> [SUPPLIED PASSAGE]
The Navy Office of Community Outreach (NAVCO) serves as the U.S. Navy's primary community outreach field activity under the Chief of Information (CHINFO).

NAVCO's main focus is to engage with communities across Middle America through Navy Weeks, where a significant presence of Navy personnel and assets is brought to various cities and towns. To facilitate outreach during Navy Weeks, NAVCO implements several key programs such as the Navy Speakers' Bureau, Navy Band support, Navy Aviation support, Caps for Kids initiative, media outreach, and coordination with Ships and Submarines for namesake visits.

==Mission==
NAVCO serves as the central point of coordination for Navy community outreach programs throughout the continental U.S., with the exception of fleet concentration areas and the Los Angeles and New York metropolitan areas. The goal of this coordination is to conduct and align national Navy image, awareness and branding efforts by coordinating existing personnel and assets to maximize community-relations impact.

> [DATASET]

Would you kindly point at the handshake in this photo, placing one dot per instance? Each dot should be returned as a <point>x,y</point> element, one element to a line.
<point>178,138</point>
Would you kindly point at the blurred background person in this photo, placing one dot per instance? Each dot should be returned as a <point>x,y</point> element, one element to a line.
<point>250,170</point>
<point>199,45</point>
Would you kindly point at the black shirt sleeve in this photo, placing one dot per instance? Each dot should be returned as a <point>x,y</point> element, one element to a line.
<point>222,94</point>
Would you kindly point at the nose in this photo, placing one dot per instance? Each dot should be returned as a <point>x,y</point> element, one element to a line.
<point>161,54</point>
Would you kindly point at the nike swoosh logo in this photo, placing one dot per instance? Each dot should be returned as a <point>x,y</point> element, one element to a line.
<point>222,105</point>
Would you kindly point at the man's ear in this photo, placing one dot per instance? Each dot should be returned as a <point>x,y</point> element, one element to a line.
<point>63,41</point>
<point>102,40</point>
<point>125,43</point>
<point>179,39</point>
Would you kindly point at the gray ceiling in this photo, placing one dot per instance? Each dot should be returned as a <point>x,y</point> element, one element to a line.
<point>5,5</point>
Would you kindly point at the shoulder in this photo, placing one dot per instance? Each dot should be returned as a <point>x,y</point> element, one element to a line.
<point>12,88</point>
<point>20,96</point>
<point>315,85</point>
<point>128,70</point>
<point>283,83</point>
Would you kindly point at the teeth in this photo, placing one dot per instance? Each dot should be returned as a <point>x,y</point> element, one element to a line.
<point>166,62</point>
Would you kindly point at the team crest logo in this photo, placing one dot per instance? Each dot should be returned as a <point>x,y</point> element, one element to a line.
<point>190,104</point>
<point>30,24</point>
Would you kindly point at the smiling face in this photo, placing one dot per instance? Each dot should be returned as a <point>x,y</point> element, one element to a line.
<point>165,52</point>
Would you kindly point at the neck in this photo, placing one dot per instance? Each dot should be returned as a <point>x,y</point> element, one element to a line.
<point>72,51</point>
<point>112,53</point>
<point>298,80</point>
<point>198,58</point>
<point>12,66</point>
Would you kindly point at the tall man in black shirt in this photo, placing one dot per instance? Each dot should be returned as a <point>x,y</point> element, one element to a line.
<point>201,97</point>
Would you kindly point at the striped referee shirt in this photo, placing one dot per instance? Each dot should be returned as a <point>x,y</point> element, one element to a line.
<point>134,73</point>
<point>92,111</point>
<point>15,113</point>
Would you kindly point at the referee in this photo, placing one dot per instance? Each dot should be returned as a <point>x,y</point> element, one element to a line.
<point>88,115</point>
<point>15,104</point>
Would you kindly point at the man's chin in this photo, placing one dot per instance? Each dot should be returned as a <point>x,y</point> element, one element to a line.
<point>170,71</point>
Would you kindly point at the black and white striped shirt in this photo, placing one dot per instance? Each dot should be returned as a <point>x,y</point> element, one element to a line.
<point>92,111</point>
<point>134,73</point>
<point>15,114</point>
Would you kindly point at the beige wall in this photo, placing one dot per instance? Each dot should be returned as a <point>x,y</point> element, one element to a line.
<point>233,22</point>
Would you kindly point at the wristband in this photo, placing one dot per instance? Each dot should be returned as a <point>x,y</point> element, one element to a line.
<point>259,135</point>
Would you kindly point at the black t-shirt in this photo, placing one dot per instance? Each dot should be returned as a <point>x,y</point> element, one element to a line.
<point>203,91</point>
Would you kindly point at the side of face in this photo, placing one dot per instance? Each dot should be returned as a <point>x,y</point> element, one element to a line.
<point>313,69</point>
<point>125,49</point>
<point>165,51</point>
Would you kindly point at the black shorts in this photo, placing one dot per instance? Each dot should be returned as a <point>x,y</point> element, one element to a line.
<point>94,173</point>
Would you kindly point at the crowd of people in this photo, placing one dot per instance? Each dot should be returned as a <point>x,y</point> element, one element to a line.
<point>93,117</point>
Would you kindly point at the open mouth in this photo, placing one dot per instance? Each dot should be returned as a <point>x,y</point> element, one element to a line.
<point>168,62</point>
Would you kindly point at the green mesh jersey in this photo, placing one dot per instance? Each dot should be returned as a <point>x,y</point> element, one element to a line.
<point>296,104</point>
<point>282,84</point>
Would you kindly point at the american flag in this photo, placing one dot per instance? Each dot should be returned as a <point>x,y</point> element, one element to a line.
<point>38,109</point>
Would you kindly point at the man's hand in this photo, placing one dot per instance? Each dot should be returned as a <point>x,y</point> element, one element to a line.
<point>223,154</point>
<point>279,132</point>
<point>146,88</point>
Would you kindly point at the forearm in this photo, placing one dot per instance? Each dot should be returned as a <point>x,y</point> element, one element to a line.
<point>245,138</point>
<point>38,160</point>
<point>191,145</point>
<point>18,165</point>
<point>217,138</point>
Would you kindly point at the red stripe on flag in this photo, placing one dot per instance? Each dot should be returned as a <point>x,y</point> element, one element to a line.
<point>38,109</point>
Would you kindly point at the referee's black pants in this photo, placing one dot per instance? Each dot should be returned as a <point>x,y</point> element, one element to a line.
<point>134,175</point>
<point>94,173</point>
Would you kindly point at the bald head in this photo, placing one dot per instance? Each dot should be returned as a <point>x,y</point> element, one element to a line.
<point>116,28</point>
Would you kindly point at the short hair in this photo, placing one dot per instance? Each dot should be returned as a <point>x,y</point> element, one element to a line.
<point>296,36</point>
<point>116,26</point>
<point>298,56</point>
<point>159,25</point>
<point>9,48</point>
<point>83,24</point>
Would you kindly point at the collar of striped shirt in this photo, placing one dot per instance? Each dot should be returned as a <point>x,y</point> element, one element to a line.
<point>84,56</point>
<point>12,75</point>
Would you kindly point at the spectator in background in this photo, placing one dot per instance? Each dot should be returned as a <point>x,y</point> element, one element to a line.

> [EXERCISE A] Copy the NAVCO text from "NAVCO's main focus" up to and including "maximize community-relations impact.".
> [EXERCISE B] According to the NAVCO text, which parts of the continental U.S. fall outside NAVCO's coordination of Navy community outreach programs?
Use nothing but the NAVCO text for your answers.

> [WORKED SOLUTION A]
NAVCO's main focus is to engage with communities across Middle America through Navy Weeks, where a significant presence of Navy personnel and assets is brought to various cities and towns. To facilitate outreach during Navy Weeks, NAVCO implements several key programs such as the Navy Speakers' Bureau, Navy Band support, Navy Aviation support, Caps for Kids initiative, media outreach, and coordination with Ships and Submarines for namesake visits.

==Mission==
NAVCO serves as the central point of coordination for Navy community outreach programs throughout the continental U.S., with the exception of fleet concentration areas and the Los Angeles and New York metropolitan areas. The goal of this coordination is to conduct and align national Navy image, awareness and branding efforts by coordinating existing personnel and assets to maximize community-relations impact.

> [WORKED SOLUTION B] Fleet concentration areas and the Los Angeles and New York metropolitan areas.